◆ **Work item A**:
Return the stretch of the data protection passage from "Dr. Dennis Kraft" through "secure processing environments.", copied word for word.
◆ **Work item B**:
Rewrite the paragraph of the data protection passage beginning "Susanne Dehmel, member of the Bitkom executive board" as a short bulleted list that keeps its main facts.

Especially in multicenter studies, real-world evidence research, or AI-supported diagnostics, controlled re-identification and data linking are necessary. At the same time, Prasser warned against equating different fields of application, such as the online advertising industry with medical research. Instead of absolute security promises, realistic trade-offs are needed.
From a technical perspective, Prof. Thorsten Strufe from the Karlsruhe Institute of Technology classified many common protective measures. He was particularly clear about pseudonymization: “Pseudonymization is very often very easy to break.” People share a lot of information about themselves, but “not with the expectation that it will be used for other purposes.”
Strufe was also skeptical about mobility and IP address data, for example in the 13 further planned European data spaces: “Even if IP address data is passed on pseudonymized, I have no confidence in that.”
Business uncertain and careless?
Susanne Dehmel, member of the Bitkom executive board, presented the business perspective. She contradicted the notion that companies handle data protection carelessly. The effort is high, the uncertainty is great. The inconsistent interpretation of the GDPR is particularly problematic. At the same time, Dehmel warned against exaggerated requirements: “If we have to mitigate every risk, we really can't do much.” Small and medium-sized enterprises in particular have difficulties dealing with this uncertainty, while large corporations have the corresponding resources.
Dr. Dennis Kraft from Google's anonymization team warned that anonymization is “often equated with a process that ensures that the data is no longer sensitive at the end.” This is not correct. Sensitive data remains sensitive even if it is no longer directly attributable. He advocated for technical limitations such as secure processing environments, controlled access, and methods like Secure Multi-Party Computation or “Data Clean Rooms,” in which specially prepared data is only temporarily available for data analysis in secure processing environments.

◆ **Records supplied**:
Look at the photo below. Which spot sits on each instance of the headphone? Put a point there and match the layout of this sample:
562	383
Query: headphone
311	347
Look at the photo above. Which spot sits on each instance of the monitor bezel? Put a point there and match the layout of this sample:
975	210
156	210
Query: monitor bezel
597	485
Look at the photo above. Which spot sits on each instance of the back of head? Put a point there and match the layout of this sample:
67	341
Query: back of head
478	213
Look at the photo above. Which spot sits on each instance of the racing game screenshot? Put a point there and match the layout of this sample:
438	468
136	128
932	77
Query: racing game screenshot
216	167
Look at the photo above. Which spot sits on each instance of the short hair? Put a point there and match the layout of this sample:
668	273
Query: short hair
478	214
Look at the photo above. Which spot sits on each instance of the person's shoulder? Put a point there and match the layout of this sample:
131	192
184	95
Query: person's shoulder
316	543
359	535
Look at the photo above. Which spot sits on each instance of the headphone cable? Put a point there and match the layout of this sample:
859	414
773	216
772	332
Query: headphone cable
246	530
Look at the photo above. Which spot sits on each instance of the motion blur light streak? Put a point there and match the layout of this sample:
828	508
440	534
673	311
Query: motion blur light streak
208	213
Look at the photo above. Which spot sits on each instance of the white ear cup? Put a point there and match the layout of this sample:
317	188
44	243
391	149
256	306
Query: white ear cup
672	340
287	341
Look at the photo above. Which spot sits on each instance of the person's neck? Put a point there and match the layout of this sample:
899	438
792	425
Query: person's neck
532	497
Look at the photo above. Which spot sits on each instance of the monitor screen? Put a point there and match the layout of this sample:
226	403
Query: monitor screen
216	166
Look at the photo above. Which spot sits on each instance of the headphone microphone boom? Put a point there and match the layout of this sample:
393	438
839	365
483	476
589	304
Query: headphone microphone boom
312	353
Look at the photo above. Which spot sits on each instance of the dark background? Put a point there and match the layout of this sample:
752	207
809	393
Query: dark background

◆ **Written response A**:
Dr. Dennis Kraft from Google's anonymization team warned that anonymization is “often equated with a process that ensures that the data is no longer sensitive at the end.” This is not correct. Sensitive data remains sensitive even if it is no longer directly attributable. He advocated for technical limitations such as secure processing environments, controlled access, and methods like Secure Multi-Party Computation or “Data Clean Rooms,” in which specially prepared data is only temporarily available for data analysis in secure processing environments.

◆ **Written response B**:
- Susanne Dehmel, Bitkom executive board member, presented the business perspective.
- She rejected the idea that companies handle data protection carelessly; effort is high and uncertainty great.
- Inconsistent interpretation of the GDPR is particularly problematic.
- She warned against exaggerated requirements: "If we have to mitigate every risk, we really can't do much."
- Small and medium-sized enterprises struggle with the uncertainty more than large corporations, which have the resources.